▸ Task goal
Please transcribe word for word the part of the entries that opens with the line containing "Point out the paved" and closes with the line containing "x=901, y=611", both of those lines included.
┌──
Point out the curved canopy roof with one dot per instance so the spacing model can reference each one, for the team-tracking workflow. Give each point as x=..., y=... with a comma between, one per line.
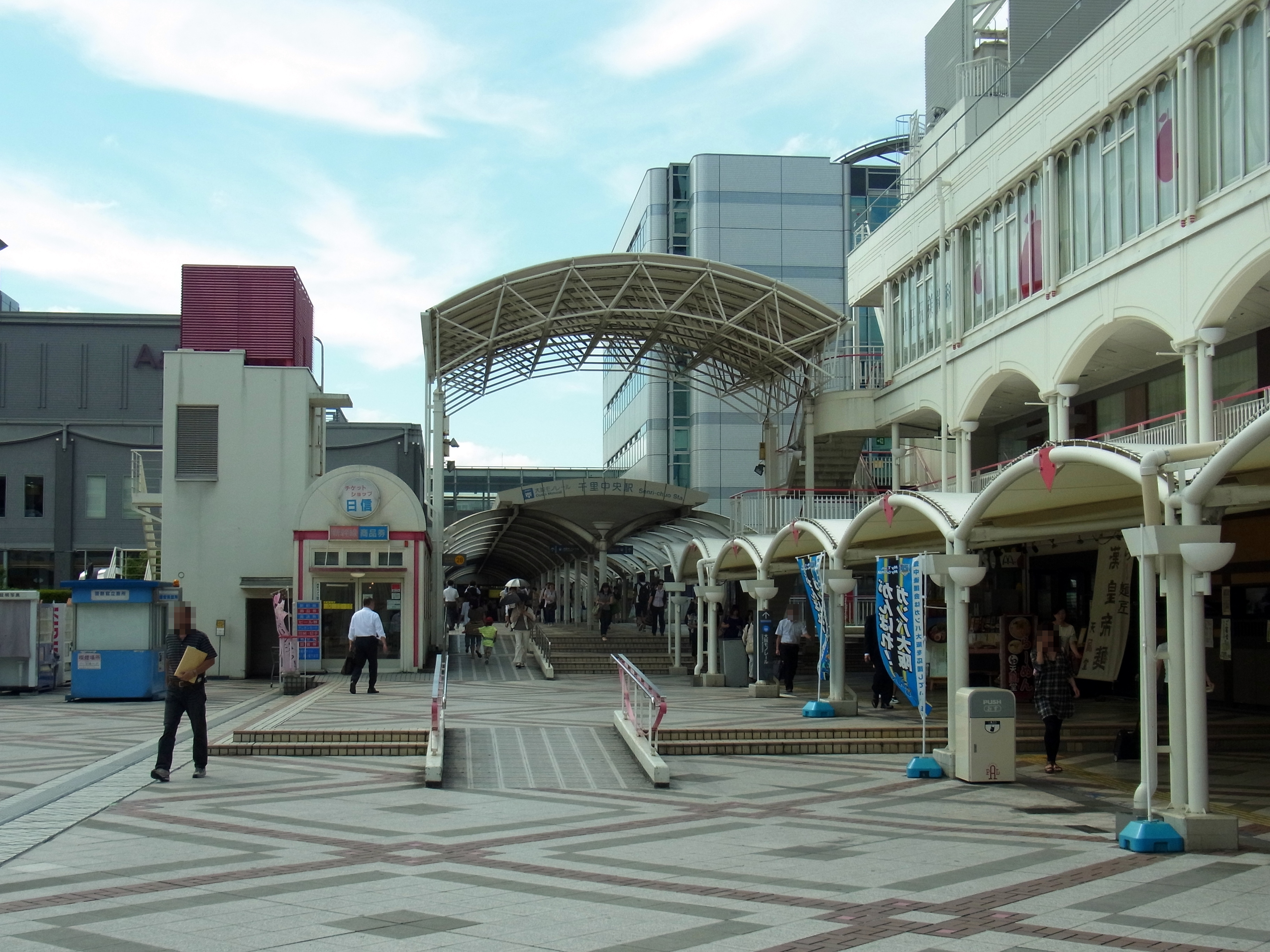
x=534, y=529
x=743, y=335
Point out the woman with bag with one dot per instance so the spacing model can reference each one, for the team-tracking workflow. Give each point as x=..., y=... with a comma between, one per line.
x=1053, y=692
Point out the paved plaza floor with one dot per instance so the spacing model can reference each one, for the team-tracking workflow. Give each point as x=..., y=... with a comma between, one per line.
x=547, y=836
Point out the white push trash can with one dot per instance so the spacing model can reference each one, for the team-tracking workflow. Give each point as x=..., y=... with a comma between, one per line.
x=985, y=720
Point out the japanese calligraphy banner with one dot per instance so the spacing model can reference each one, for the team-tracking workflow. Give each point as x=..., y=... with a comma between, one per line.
x=809, y=568
x=1109, y=613
x=901, y=611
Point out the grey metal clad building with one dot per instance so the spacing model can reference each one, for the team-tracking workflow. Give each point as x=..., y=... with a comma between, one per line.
x=789, y=217
x=78, y=394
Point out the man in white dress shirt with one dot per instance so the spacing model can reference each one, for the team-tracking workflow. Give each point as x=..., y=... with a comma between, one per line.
x=366, y=636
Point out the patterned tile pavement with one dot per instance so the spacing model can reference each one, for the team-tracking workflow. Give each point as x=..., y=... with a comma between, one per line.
x=547, y=837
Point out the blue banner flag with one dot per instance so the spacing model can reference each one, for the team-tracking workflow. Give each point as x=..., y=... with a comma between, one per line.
x=901, y=609
x=811, y=566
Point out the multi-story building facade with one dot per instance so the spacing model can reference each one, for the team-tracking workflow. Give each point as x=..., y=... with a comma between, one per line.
x=789, y=217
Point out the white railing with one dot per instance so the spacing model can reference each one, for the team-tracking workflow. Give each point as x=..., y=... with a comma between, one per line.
x=642, y=700
x=764, y=511
x=860, y=370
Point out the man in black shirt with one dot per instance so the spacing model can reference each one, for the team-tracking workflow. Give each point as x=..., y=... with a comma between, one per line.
x=186, y=695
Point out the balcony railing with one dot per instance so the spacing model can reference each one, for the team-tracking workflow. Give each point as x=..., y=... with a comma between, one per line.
x=860, y=370
x=765, y=511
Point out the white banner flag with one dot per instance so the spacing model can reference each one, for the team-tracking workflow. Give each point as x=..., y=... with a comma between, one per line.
x=1109, y=613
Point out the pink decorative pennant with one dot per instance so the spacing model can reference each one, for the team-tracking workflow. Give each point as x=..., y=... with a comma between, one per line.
x=1048, y=471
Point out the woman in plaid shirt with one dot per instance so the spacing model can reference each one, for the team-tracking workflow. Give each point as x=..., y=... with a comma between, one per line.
x=1055, y=692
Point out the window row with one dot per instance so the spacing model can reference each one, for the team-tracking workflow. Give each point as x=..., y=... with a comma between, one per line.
x=357, y=560
x=1118, y=181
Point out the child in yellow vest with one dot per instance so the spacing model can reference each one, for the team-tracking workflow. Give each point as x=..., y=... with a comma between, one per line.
x=488, y=633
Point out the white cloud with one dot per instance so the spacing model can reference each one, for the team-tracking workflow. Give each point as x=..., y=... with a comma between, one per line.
x=672, y=35
x=476, y=455
x=361, y=65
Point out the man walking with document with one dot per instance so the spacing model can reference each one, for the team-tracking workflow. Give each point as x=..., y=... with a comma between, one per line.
x=188, y=656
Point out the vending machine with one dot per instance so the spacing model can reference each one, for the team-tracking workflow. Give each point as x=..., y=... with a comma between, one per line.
x=26, y=658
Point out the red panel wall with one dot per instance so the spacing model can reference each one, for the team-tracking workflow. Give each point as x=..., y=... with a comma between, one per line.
x=262, y=310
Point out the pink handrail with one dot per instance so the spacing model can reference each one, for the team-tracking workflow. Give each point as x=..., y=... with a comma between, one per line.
x=629, y=674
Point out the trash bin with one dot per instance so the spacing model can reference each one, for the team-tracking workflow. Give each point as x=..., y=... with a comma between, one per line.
x=736, y=663
x=985, y=728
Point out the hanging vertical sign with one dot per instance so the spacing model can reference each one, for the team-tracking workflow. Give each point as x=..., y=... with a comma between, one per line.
x=1109, y=613
x=901, y=612
x=809, y=568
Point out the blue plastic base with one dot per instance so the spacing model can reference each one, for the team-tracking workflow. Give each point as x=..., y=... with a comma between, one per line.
x=1150, y=837
x=924, y=767
x=818, y=709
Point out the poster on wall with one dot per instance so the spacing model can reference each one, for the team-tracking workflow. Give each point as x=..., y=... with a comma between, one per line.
x=1018, y=638
x=809, y=568
x=901, y=610
x=1109, y=613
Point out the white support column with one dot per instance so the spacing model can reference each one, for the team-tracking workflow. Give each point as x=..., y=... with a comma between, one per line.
x=1175, y=613
x=809, y=451
x=1209, y=339
x=1193, y=405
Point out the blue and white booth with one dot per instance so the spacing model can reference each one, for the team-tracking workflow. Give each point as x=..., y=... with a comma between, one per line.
x=121, y=627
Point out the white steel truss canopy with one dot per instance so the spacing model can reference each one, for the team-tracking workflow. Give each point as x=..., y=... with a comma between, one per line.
x=735, y=333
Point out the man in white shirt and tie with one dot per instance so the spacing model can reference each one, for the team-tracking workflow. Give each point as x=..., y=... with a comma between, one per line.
x=451, y=596
x=366, y=636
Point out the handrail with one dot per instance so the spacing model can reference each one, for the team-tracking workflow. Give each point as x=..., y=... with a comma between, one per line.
x=628, y=674
x=544, y=644
x=440, y=683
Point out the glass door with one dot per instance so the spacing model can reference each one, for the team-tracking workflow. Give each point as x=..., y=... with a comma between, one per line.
x=388, y=606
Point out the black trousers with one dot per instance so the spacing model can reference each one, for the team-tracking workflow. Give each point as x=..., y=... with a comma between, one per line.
x=192, y=703
x=1053, y=725
x=368, y=652
x=789, y=664
x=884, y=689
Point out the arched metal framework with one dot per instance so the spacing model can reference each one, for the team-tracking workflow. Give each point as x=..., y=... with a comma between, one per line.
x=735, y=333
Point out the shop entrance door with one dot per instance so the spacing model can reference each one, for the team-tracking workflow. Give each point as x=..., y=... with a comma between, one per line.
x=339, y=600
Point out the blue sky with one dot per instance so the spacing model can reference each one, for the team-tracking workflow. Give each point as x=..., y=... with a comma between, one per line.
x=399, y=153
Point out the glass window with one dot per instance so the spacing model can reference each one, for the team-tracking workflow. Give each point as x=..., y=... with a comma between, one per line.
x=1206, y=119
x=1111, y=187
x=1146, y=139
x=1128, y=176
x=1011, y=257
x=1166, y=395
x=999, y=260
x=1095, y=169
x=94, y=497
x=977, y=270
x=1235, y=374
x=1229, y=120
x=1254, y=90
x=1166, y=153
x=1064, y=170
x=1080, y=207
x=33, y=497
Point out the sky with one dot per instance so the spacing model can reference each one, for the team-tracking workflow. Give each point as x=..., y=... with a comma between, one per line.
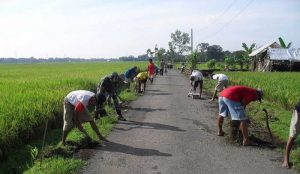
x=115, y=28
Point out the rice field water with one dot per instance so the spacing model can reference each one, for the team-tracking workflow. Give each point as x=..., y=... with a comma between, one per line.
x=32, y=93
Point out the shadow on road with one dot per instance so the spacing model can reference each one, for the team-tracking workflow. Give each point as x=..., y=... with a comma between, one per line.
x=145, y=109
x=153, y=90
x=160, y=93
x=145, y=125
x=116, y=147
x=202, y=126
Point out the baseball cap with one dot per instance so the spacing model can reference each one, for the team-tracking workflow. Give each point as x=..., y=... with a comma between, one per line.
x=260, y=94
x=100, y=98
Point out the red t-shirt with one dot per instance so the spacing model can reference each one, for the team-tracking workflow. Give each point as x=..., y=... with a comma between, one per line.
x=151, y=68
x=239, y=93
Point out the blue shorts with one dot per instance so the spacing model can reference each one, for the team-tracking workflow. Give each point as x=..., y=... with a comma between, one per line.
x=235, y=109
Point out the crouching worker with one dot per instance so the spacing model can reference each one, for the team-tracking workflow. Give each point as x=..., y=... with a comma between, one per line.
x=196, y=79
x=294, y=132
x=233, y=101
x=76, y=113
x=107, y=87
x=221, y=84
x=140, y=82
x=130, y=74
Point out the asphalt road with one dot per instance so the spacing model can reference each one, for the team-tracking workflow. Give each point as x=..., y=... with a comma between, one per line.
x=169, y=133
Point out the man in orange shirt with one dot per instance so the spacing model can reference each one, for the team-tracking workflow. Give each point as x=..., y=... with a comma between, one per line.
x=233, y=100
x=76, y=112
x=151, y=70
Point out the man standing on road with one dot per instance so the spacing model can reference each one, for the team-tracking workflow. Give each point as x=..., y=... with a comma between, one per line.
x=108, y=87
x=151, y=70
x=76, y=112
x=130, y=74
x=140, y=80
x=196, y=79
x=294, y=132
x=162, y=67
x=221, y=84
x=233, y=100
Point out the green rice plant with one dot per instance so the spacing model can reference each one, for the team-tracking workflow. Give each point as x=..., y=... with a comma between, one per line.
x=33, y=93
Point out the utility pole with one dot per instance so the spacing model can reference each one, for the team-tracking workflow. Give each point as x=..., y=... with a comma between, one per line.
x=192, y=41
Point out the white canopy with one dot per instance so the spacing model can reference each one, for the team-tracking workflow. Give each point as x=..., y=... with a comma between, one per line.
x=284, y=54
x=264, y=48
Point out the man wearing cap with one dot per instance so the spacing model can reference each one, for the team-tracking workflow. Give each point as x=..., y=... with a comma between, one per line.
x=151, y=70
x=233, y=101
x=107, y=87
x=294, y=132
x=140, y=80
x=196, y=78
x=76, y=113
x=130, y=74
x=221, y=84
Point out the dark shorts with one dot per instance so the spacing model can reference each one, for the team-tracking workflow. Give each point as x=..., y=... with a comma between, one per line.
x=199, y=82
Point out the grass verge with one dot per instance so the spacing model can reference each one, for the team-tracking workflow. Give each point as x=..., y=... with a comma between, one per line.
x=55, y=158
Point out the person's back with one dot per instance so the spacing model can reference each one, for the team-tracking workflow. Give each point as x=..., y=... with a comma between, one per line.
x=220, y=77
x=151, y=68
x=239, y=93
x=142, y=76
x=197, y=75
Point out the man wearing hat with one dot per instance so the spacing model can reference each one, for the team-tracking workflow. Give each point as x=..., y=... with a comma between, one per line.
x=196, y=79
x=221, y=84
x=76, y=113
x=233, y=100
x=107, y=88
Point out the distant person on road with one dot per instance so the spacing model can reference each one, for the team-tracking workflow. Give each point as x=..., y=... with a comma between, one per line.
x=140, y=82
x=294, y=132
x=151, y=70
x=196, y=79
x=108, y=87
x=76, y=112
x=162, y=67
x=130, y=74
x=221, y=84
x=234, y=100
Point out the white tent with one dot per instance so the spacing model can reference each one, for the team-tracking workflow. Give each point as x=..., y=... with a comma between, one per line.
x=269, y=55
x=264, y=48
x=284, y=54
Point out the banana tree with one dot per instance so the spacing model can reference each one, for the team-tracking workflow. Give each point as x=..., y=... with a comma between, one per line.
x=282, y=43
x=248, y=50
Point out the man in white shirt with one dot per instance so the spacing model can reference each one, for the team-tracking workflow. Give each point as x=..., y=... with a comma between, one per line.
x=76, y=113
x=196, y=79
x=221, y=84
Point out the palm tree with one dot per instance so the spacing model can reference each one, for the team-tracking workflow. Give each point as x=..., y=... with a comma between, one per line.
x=248, y=50
x=282, y=43
x=149, y=52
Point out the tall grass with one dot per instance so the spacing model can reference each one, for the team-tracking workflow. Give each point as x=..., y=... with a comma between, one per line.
x=32, y=93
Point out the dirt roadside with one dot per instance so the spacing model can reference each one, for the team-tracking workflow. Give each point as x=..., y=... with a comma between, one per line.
x=168, y=132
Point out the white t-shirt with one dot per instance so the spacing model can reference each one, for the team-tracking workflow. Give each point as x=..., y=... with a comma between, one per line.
└──
▸ Written response
Point out the paved plaza floor with one dot per instance so the spacing model can reference each one, for the team-tracking workflow. Give each point as x=..., y=... with a comma between, one per line.
x=547, y=836
Point out the white push trash can with one dot per instance so the spacing model can reference each one, for the team-tracking workflow. Give each point as x=..., y=... with a comma between, one per line.
x=985, y=720
Point out the japanese calligraphy banner with one dot per instance so the spacing model can reference each one, for the team-tracking workflow. Give each point as x=..., y=... with a comma between, one per line.
x=809, y=568
x=1109, y=613
x=901, y=611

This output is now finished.